> Short problem
Copy the records below word for word, from the first line through the line that contains "[(178, 211), (271, 79), (351, 90), (181, 127)]", and stop there.

> Records for the task
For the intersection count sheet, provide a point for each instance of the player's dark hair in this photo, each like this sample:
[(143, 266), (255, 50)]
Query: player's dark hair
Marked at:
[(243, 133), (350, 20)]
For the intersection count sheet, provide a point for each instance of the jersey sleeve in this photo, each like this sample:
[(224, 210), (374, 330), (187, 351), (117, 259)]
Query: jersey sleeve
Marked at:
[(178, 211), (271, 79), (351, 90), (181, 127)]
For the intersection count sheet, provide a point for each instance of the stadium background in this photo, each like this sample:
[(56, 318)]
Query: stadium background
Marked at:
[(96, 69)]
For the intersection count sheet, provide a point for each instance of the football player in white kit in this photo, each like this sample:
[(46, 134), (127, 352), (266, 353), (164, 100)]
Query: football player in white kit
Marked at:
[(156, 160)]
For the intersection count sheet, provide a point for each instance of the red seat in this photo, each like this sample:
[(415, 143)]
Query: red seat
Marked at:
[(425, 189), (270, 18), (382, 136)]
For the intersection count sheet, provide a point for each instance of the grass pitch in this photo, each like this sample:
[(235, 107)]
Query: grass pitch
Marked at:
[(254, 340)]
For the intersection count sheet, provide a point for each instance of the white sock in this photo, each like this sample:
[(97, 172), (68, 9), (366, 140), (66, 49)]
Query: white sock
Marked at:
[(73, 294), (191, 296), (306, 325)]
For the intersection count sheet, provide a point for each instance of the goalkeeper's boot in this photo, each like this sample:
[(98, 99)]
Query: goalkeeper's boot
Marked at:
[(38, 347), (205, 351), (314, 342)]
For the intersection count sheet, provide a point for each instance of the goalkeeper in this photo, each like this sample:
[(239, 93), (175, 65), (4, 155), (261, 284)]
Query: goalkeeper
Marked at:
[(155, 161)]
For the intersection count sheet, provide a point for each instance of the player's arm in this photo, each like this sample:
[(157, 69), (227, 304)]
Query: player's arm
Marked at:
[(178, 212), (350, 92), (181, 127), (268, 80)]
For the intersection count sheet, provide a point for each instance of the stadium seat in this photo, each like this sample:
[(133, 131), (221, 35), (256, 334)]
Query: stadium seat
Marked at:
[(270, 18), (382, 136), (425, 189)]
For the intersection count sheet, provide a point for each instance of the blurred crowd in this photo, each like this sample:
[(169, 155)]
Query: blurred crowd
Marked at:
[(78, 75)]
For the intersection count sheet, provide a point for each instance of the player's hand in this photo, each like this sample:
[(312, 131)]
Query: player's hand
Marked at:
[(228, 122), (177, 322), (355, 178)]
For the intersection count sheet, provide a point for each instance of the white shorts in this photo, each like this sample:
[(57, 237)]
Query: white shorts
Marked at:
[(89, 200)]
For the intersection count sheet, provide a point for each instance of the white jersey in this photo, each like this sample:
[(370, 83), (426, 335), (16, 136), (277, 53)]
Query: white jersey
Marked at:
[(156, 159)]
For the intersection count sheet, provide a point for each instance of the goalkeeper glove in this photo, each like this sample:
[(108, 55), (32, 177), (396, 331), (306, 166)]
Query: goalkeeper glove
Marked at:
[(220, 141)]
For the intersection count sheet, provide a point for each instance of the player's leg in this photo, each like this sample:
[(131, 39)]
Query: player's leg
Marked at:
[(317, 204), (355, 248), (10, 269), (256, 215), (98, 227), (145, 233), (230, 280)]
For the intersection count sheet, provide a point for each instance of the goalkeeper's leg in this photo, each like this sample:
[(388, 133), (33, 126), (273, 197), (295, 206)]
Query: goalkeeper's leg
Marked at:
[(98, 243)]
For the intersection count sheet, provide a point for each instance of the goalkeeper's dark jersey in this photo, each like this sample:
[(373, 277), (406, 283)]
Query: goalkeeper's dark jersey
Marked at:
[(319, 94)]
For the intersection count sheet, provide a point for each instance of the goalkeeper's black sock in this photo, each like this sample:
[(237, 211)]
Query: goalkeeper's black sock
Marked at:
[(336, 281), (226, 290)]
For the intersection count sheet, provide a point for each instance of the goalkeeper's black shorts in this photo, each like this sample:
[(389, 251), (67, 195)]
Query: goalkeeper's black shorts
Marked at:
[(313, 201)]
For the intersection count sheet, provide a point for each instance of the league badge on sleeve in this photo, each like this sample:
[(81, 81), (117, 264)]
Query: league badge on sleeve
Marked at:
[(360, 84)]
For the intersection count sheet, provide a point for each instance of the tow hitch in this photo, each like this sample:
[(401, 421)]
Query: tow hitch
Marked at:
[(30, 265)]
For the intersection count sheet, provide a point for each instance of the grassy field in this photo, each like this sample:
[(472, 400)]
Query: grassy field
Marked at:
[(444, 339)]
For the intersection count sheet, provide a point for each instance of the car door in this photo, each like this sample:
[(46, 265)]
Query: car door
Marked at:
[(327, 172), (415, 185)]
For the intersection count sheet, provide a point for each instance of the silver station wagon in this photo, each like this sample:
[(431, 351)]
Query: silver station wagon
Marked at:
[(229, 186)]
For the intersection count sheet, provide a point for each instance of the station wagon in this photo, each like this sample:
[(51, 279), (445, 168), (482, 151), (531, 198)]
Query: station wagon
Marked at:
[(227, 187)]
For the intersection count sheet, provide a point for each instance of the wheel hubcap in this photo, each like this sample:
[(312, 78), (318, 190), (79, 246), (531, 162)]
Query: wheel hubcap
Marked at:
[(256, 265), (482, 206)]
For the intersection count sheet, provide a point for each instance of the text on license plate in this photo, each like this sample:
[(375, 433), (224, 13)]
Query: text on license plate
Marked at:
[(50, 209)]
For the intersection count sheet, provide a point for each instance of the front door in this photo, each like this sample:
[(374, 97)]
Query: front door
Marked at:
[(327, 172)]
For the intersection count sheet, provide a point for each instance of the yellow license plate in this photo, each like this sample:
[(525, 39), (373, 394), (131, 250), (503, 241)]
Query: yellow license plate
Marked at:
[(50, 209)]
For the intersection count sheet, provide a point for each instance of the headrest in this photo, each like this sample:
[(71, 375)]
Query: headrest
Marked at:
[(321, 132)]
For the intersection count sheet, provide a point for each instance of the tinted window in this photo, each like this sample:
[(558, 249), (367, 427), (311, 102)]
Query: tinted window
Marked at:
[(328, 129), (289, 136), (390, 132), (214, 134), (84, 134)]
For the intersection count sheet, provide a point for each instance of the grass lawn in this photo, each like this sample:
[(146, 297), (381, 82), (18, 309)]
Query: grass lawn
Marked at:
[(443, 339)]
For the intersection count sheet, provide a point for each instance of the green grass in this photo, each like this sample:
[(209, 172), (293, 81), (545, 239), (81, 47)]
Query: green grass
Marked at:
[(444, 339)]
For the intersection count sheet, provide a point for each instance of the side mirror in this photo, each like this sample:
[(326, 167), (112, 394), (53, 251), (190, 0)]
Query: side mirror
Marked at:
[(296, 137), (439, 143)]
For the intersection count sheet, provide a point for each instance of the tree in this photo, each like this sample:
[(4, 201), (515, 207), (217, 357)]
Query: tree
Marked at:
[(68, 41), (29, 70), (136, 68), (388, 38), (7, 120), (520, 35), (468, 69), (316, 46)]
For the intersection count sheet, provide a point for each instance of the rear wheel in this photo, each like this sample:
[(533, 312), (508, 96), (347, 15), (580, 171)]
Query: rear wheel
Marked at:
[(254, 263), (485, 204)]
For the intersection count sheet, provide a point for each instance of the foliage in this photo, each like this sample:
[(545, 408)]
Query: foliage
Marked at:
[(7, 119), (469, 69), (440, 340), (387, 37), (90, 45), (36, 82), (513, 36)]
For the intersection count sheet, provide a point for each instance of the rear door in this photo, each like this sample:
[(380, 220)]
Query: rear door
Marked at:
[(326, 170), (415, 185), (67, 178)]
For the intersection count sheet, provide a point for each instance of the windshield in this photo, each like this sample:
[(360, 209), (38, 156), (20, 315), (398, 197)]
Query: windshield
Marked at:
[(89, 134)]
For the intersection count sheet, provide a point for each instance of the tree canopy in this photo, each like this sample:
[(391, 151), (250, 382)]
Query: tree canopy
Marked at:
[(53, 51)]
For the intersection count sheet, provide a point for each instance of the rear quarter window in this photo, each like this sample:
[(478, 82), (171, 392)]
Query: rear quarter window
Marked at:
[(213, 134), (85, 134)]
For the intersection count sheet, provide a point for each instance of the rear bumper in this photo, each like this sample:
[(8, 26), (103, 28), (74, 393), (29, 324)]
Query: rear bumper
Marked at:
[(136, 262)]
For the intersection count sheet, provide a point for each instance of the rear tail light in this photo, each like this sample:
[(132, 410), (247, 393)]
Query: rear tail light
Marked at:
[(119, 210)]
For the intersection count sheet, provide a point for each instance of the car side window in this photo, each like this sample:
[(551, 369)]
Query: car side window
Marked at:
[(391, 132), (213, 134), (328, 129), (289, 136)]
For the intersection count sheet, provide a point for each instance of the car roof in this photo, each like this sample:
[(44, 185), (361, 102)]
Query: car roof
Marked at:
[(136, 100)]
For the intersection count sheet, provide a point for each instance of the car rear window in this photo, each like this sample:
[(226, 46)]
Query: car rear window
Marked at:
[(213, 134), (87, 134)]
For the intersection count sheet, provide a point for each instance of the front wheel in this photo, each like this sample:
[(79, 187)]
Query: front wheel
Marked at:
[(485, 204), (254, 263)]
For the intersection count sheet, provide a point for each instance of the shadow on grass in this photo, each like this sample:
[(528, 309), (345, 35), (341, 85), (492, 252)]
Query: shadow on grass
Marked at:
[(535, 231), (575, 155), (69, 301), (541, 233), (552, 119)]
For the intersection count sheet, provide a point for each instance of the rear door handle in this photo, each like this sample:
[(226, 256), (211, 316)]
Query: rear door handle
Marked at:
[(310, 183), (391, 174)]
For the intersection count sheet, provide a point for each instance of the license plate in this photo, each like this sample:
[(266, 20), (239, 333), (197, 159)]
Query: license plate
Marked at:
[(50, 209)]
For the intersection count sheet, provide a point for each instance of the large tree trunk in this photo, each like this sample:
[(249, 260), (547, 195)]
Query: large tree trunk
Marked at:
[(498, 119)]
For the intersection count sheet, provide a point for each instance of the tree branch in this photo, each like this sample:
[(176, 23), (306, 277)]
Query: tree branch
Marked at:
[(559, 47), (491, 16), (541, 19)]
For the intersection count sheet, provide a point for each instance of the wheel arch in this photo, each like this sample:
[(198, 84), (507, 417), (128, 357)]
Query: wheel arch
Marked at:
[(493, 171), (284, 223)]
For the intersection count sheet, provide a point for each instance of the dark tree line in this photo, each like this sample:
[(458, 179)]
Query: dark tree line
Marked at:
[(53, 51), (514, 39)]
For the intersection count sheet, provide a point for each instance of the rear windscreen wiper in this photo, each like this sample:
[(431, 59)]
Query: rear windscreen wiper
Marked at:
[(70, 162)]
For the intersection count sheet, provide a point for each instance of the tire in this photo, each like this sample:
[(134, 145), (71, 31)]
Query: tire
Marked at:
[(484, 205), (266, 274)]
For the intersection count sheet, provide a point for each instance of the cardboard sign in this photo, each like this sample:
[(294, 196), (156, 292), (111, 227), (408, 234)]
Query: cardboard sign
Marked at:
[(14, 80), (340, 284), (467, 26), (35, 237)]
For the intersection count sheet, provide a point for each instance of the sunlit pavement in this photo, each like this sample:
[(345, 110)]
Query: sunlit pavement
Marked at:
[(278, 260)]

> Right answer
For the intersection count sheet, provide a point for each instance of the player's dark hair in this photo, each like this sample:
[(143, 266), (255, 50)]
Query: player's dark hair
Marked at:
[(243, 133), (350, 20)]
For the intersection count sheet, provide a point for each instance of the jersey sleeve in this photo, each like this sample:
[(224, 210), (374, 330), (187, 351), (117, 259)]
Query: jersey sleeve
Marked at:
[(178, 211), (271, 79), (351, 90), (181, 127)]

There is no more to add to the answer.